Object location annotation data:

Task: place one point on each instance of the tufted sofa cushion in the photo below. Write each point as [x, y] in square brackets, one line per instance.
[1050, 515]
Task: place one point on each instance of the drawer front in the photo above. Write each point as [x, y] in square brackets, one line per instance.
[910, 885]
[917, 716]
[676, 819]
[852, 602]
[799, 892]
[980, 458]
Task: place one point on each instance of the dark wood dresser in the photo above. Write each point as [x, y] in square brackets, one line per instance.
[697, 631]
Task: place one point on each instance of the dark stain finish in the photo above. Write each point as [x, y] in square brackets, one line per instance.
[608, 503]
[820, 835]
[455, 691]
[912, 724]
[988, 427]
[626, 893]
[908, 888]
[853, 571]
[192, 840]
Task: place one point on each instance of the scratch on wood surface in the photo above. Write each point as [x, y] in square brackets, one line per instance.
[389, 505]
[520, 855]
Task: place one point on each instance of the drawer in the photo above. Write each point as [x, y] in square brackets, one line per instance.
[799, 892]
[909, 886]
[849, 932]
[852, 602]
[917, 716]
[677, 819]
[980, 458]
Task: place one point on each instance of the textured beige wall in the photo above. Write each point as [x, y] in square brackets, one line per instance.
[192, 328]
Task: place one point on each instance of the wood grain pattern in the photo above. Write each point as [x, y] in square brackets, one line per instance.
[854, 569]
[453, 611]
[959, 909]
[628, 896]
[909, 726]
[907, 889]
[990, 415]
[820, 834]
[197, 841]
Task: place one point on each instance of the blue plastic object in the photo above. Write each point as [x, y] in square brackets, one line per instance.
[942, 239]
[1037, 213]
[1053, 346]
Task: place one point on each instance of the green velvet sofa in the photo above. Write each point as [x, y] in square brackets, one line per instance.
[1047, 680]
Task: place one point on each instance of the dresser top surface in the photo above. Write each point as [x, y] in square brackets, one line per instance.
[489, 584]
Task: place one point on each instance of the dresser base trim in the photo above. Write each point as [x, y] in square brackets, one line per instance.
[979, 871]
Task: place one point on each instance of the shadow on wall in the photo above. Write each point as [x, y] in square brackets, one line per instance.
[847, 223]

* Exercise requirements: Could you write these entries out again, starting with the line that contains "Task: place one point on each instance of the wood" and going on through the line that contains "[1053, 346]", adding 80 to every x and y coordinate and keeping all other lines as they are?

* Exercise solution:
Task: place one point on each instance of the wood grain pattern in the photo above. Write each point as [x, y] in square brackets, one line per instance.
[934, 649]
[533, 691]
[1039, 989]
[708, 976]
[989, 806]
[987, 969]
[1070, 495]
[900, 914]
[277, 921]
Task: place one point on each instance of the blue plastic object in the photo above. Write each point as [x, y] in square brackets, one line per instance.
[1022, 319]
[1117, 293]
[1133, 426]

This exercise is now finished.